Exercise objective: For the records that follow, restate each one word for word and leave the images behind.

(Dataset entries)
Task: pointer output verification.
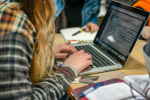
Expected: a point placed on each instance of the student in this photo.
(77, 13)
(27, 53)
(145, 5)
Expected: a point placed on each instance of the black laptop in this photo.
(117, 35)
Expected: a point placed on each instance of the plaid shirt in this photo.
(16, 38)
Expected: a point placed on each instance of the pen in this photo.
(91, 89)
(81, 30)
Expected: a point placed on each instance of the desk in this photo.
(135, 65)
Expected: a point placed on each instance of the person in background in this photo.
(77, 13)
(27, 53)
(145, 5)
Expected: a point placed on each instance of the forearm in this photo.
(16, 56)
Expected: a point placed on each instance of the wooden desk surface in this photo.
(134, 66)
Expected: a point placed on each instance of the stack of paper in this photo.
(83, 36)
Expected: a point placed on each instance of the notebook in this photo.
(115, 39)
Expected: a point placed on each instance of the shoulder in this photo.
(14, 20)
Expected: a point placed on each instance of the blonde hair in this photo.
(41, 14)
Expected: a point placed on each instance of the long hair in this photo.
(41, 13)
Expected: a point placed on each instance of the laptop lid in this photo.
(120, 30)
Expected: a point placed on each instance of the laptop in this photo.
(115, 39)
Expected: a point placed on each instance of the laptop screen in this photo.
(120, 30)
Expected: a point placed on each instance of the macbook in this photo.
(115, 39)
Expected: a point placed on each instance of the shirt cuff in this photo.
(74, 70)
(142, 33)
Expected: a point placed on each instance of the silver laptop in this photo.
(115, 39)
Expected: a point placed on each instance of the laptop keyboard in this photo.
(98, 59)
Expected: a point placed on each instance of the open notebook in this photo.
(83, 36)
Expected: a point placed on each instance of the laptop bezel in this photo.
(129, 8)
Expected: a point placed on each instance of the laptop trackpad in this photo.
(86, 69)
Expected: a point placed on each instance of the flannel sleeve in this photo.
(16, 33)
(15, 83)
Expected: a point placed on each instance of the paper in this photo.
(105, 76)
(83, 36)
(116, 91)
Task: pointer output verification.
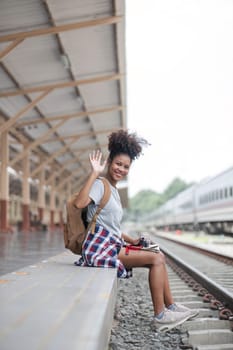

Final answer:
Task: pointer output verification.
Expected: a point placed on each instance of the student in this photo.
(77, 13)
(27, 53)
(145, 5)
Expected: a point placed on each instance of the black laptop in this photo.
(117, 35)
Expected: a point placed on each instance of the plaid shirt in this photo.
(16, 38)
Expected: a point placed on each instance of the pen in this photo.
(91, 89)
(81, 30)
Expected: a point placed on each instance of the desk in this photo.
(135, 65)
Expected: a point placed on each instance of the person in background in this photo.
(77, 13)
(27, 53)
(145, 5)
Expected: a point placed on each instance of the forearm in this photo.
(16, 56)
Expected: a point placed on each instance of the wooden desk surface in this photo.
(134, 66)
Expected: a point placed on each instance of the stack of paper in this photo.
(83, 36)
Expected: a point placed on each instance of the notebook in this photo.
(115, 39)
Expected: a point placed on each instance of the shoulder in this photo.
(14, 20)
Expected: a point placed on each instance of the blonde hair in this photo.
(41, 14)
Expected: a point placed on each instance of the long hair in this photo.
(41, 13)
Expected: a point placed on each instance of the laptop lid in this photo.
(120, 30)
Expected: a point placed on each instance of the laptop in this photo.
(115, 39)
Expected: a point placed on each instance of the laptop screen in this photo.
(120, 30)
Expected: a point placed on each instance of the macbook in this photo.
(115, 39)
Expected: a point placed on each instance of the shirt cuff in this photo.
(74, 70)
(142, 33)
Expected: a point placed on each instance of the silver laptop in this photo.
(115, 39)
Expected: a point placed on each instance of the laptop keyboard in this photo.
(98, 59)
Expected: a point placed on each instance of the open notebook in this photo.
(83, 36)
Expected: a point placed on each instance of the laptop bezel in this photo.
(129, 8)
Expected: a point placed on each instance of the laptop trackpad in this photo.
(86, 69)
Expected: a point placed on each instance of the flannel sleeve in this photo.
(16, 33)
(15, 83)
Expected: a point placed on each instance of the paper in this photo.
(105, 76)
(83, 36)
(116, 91)
Task: pointer output verification.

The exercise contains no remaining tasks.